[Records excerpted from a collection]
▼

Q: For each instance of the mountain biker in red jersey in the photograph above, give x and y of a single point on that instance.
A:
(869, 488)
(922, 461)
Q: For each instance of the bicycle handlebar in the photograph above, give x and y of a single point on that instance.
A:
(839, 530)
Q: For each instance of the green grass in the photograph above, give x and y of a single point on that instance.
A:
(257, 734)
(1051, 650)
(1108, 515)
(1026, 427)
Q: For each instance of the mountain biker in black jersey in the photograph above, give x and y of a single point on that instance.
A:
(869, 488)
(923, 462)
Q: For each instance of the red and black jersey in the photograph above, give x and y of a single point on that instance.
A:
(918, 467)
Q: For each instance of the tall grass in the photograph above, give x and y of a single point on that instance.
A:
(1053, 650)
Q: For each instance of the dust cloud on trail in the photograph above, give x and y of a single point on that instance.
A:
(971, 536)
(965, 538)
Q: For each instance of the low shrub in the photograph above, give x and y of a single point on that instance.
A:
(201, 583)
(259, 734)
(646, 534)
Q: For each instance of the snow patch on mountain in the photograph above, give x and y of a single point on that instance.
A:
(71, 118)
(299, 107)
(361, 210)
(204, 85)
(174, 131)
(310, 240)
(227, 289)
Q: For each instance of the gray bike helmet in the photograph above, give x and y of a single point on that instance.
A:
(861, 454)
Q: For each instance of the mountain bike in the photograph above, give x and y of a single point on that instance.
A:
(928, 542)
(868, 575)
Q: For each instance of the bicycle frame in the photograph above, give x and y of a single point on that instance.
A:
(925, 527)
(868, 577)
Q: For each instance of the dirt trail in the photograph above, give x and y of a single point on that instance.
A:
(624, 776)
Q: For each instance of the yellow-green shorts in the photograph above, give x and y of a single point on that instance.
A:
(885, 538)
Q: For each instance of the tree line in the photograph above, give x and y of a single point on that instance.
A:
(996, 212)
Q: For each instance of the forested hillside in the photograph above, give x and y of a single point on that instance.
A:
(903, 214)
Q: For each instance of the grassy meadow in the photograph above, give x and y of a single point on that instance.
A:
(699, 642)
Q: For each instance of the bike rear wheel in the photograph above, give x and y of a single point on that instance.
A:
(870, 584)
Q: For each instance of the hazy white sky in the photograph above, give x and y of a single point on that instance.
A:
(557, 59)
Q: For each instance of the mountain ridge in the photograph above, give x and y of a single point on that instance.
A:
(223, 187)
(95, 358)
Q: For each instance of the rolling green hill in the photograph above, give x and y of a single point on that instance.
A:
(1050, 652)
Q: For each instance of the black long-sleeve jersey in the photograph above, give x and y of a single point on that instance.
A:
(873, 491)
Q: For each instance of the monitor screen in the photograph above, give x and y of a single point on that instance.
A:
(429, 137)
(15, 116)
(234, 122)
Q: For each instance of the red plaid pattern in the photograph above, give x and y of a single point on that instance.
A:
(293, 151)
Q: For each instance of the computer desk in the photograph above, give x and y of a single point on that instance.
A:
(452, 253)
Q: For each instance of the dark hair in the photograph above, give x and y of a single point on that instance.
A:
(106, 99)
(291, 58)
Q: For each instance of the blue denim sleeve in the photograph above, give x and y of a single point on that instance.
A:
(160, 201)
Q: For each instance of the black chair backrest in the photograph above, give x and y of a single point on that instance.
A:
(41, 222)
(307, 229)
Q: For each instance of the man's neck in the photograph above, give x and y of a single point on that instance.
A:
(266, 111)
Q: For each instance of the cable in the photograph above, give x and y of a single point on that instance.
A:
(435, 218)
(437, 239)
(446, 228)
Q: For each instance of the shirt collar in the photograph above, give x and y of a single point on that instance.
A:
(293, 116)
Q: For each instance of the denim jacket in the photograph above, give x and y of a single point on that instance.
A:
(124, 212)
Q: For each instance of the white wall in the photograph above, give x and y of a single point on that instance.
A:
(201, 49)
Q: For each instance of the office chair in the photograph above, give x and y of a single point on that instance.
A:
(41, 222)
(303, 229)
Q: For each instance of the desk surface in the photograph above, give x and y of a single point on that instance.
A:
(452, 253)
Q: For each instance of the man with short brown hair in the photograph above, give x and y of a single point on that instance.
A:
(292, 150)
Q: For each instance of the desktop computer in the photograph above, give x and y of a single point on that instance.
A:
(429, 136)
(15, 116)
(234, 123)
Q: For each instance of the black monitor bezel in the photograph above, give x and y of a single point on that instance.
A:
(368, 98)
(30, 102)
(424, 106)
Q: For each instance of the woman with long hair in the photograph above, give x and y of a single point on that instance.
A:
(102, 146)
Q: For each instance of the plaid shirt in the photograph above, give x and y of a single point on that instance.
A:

▲

What the task asks »
Copy the lines above exactly. Start with the line containing "Q: For each instance of the gray", end with the line containing "Q: For each instance of the monitor", and include both.

Exercise answer »
Q: For each instance of the gray bike helmet in the photograph above, give x and y of a single point on that instance.
A:
(861, 454)
Q: For each instance of the mountain bike in the photograph above, give x and y of a single point on that instance.
A:
(928, 542)
(868, 575)
Q: For each instance of the bicycle frame in the photograph above, give x and y of a single point on that instance.
A:
(925, 527)
(868, 577)
Q: For each instance of the dirt trail in the photograph above, give x and y of a single point on that instance.
A:
(624, 776)
Q: For each instance of the yellow-green shorts in the photograph above, give x and y of a single point on that instance.
A:
(885, 538)
Q: For each instance of the tree line in the photograph above, give x and y of a single point on that instance.
A:
(996, 212)
Q: For each instance of the forested hillside in the photograph above, give x and y of a single point on that instance.
A:
(903, 214)
Q: For each instance of the grassy meadow in the photograph above, give x and y of a single point on that instance.
A:
(699, 642)
Q: For each instance of the bike rear wheel in the photograph above, give x and y of a single point on that instance.
A:
(870, 584)
Q: For each instance of the hazy white sky in the photograph above, give x and y of a single point on that instance.
A:
(557, 59)
Q: For each instance of the mountain ridge in the photograph above, give x and y of a single point on that instance.
A:
(223, 187)
(95, 358)
Q: For each instance of the rolling green hill in the photograph above, give x and y of a single point on that instance.
A:
(1050, 652)
Q: For each instance of the black long-sleeve jersey in the photograph above, give x and y of a single point on that instance.
A:
(873, 491)
Q: For each instance of the monitor screen in the photograph above, give x and y of a single point on that instance.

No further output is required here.